What to produce = Take down each entry exactly as written.

───── Input data ─────

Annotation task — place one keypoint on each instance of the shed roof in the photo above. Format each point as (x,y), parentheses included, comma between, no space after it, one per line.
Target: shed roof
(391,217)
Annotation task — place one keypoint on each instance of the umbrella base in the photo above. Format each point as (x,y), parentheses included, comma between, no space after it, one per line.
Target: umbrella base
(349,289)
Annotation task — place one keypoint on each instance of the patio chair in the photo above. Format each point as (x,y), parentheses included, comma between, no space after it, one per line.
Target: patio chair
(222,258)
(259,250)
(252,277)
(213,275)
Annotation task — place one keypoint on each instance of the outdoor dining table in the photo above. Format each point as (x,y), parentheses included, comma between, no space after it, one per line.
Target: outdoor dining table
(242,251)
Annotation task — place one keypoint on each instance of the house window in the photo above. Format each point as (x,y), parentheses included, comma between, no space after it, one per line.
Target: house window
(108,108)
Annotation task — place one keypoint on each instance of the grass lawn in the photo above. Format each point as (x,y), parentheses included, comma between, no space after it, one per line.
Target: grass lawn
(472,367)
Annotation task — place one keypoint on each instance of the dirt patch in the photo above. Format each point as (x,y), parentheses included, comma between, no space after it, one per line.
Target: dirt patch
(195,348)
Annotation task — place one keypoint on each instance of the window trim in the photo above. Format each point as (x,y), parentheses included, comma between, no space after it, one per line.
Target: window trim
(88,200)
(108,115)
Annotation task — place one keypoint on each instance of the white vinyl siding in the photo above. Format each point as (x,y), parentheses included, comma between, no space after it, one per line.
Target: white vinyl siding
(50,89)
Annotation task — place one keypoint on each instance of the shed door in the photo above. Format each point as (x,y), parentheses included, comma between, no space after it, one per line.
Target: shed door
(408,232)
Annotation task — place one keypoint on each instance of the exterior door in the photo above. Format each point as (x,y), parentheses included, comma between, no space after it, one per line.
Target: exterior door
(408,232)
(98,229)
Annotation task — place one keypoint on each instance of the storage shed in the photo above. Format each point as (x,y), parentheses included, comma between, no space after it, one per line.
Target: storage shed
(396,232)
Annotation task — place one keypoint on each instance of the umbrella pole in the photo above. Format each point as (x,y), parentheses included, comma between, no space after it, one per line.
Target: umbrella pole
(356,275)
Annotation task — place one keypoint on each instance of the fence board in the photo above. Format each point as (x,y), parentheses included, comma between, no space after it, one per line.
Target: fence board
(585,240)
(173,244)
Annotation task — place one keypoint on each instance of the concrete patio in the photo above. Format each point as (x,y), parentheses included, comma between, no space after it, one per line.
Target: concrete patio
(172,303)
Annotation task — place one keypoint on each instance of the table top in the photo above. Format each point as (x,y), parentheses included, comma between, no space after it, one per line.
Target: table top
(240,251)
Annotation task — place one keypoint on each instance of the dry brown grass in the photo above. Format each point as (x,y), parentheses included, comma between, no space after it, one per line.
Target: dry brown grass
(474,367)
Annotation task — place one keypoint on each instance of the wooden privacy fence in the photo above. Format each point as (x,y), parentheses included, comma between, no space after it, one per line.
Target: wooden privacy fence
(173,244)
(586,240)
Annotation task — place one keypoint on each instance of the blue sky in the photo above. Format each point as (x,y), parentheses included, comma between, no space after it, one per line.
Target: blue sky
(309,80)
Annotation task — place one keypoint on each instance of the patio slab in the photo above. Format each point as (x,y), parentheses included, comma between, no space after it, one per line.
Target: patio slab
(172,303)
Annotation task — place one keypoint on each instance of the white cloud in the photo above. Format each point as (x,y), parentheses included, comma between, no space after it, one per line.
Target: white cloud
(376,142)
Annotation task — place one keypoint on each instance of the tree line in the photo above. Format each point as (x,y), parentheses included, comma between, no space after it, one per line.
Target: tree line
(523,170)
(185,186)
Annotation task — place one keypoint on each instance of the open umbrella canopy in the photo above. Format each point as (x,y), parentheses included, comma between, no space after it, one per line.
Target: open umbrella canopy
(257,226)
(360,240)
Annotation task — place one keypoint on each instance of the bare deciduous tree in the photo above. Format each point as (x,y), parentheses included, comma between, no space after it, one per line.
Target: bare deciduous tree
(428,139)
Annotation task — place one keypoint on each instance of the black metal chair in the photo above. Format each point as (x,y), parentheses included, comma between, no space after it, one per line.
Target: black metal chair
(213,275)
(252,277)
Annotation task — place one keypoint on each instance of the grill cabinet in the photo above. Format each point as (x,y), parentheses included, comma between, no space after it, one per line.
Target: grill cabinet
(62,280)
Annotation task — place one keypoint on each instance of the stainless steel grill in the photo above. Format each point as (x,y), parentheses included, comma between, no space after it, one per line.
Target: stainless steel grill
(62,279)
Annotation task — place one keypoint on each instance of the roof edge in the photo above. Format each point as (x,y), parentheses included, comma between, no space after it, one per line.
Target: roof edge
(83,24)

─────

Response to this exercise =
Annotation task — place one keypoint on each instance of the shed roof in the photo above. Format each point as (x,y), parentheses included, comma between, no space after it, one per line.
Target: shed roof
(391,217)
Annotation task — place one keypoint on each instance of the umbrella base in the photo above. Format each point as (x,y), parentheses included, comma between, no space after it, one per line.
Target: umbrella base
(349,289)
Annotation task — place one keypoint on each instance of the patio chair in the photo above. Format each point as (x,y), parentheses included, comma between, no space after it, one per line.
Target: patio chair
(222,258)
(259,250)
(252,277)
(213,275)
Annotation task — place one keypoint on each instance of the outdoor dining table in the photo above. Format each point as (x,y), parentheses included, comma between, no space after it, one per line.
Target: outdoor dining table
(242,251)
Annotation task — place one keypoint on each instance of the house window in the photo above. Format each point as (x,y), parentheses included, comma between, no space after it, one per line.
Target: house window
(108,108)
Annotation task — place one keypoint on each instance of the grass lawn in the photo above. Format each point as (x,y), parentheses included, comma between, no space after it, one per line.
Target: grass lawn
(472,367)
Annotation task — place one keypoint on each instance of the dirt patch in the photo above. Format each point as (x,y), parentheses included, comma between, no space after it, one per line.
Target: dirt patch
(195,348)
Annotation task — place one keypoint on each instance of the window trim in the photo above. Format each point as (x,y), parentheses included, comma between, no space after it, one per line.
Target: window trim
(88,200)
(108,115)
Annotation task — place one keypoint on each instance of the white vinyl siding in the photo above. Format each point as (x,y), parentheses included, comma between, no space after it, one per line.
Target: white vinyl siding
(50,89)
Annotation task — place one keypoint on each instance of the shed door in the photo above. Format each point as (x,y), parentheses included, comma between, no space after it, one per line.
Target: shed door
(408,232)
Annotation task — place one keypoint on each instance of the exterior door in the photo above. Format each point as (x,y), parentheses included, comma between, no space after it, one per line.
Target: exterior door
(408,232)
(98,229)
Annotation task — place one keypoint on each instance of the storage shed in the photo above. Format each point as (x,y), parentheses included, comma between, no space after it, one per line.
Target: storage shed
(396,232)
Annotation task — place one keypoint on each instance of the umbrella pole in the photo above. Format each point as (x,y), parentheses included, comma between, no space after it, one per line.
Target: umbrella pole
(356,275)
Annotation task — place one keypoint on each instance of the fence board in the photo above. Format each point as (x,y), parentheses included, comma between, no space after it, one per line.
Target: fence board
(585,240)
(173,244)
Annotation task — place one keypoint on each instance of the concrete patio in the photo above. Format each point as (x,y), parentheses included, comma between, no space after it, one per line.
Target: concrete patio
(172,303)
Annotation task — place one keypoint on each instance of the table top in the photo above. Format each point as (x,y), parentheses included, comma between, no space after it, one per line.
Target: table top
(240,251)
Annotation task — place one keypoint on each instance of the dry brown grass in the photo above. Format each point as (x,y), parentheses included, comma between, no space after it, one per line.
Target: dry brown grass
(474,367)
Annotation task — place one keypoint on each instance of the wooden privacy fence in the photo above. Format each point as (x,y), parentheses included, comma between, no space after it, one per line.
Target: wooden privacy fence
(173,244)
(586,240)
Annotation task — place one keypoint on each instance of the blue sky in the photo above. Format each point as (x,y), parentheses included, comma between, no space after it, one per line.
Target: blue sky
(309,80)
Annotation task — place one keypoint on each instance of the patio slab in the photo above. Format each point as (x,y), parentheses included, comma between, no space after it, one per line.
Target: patio slab
(172,303)
Annotation task — place one keypoint on each instance of the white cloud in the photo above. Format each point as (x,y), parentheses included, comma between, no space after it, one per line.
Target: white cloud
(376,142)
Annotation task — place one keypoint on each instance of the tree line in the photo above. Format each point as (x,y), parentheses included, comma between, no space after it, one per line.
Target: tree line
(523,170)
(185,186)
Annotation task — place one keypoint on each instance of the open umbrella canopy in the photo above. Format each point as (x,y), parentheses included, comma between, no space after it, one per line.
Target: open umbrella canopy
(257,226)
(360,240)
Annotation task — place one keypoint on each instance of the bare deciduous tree in the photo above. Format each point as (x,y), parentheses included, comma between, no space after it, one per line.
Target: bare deciduous tree
(428,139)
Annotation task — place one keypoint on each instance of the black metal chair in the photo above. Format each point as (x,y), parentheses included, comma between, no space after it, one per line.
Target: black metal chair
(213,275)
(252,277)
Annotation task — place one keypoint on each instance of the grill cabinet in the photo above. Format each point as (x,y), parentheses included, comma between, no space after it, one per line.
Target: grill cabinet
(62,280)
Annotation task — place one keypoint on each instance of the stainless steel grill in the photo above. Format each point as (x,y), parentheses included, comma between, no space after it, one per line.
Target: stainless steel grill
(62,279)
Annotation task — place one keypoint on each instance of the roof edge in the photo above. Format each point as (x,y), parentheses included, comma between, no space after it, one per line.
Target: roof edge
(83,24)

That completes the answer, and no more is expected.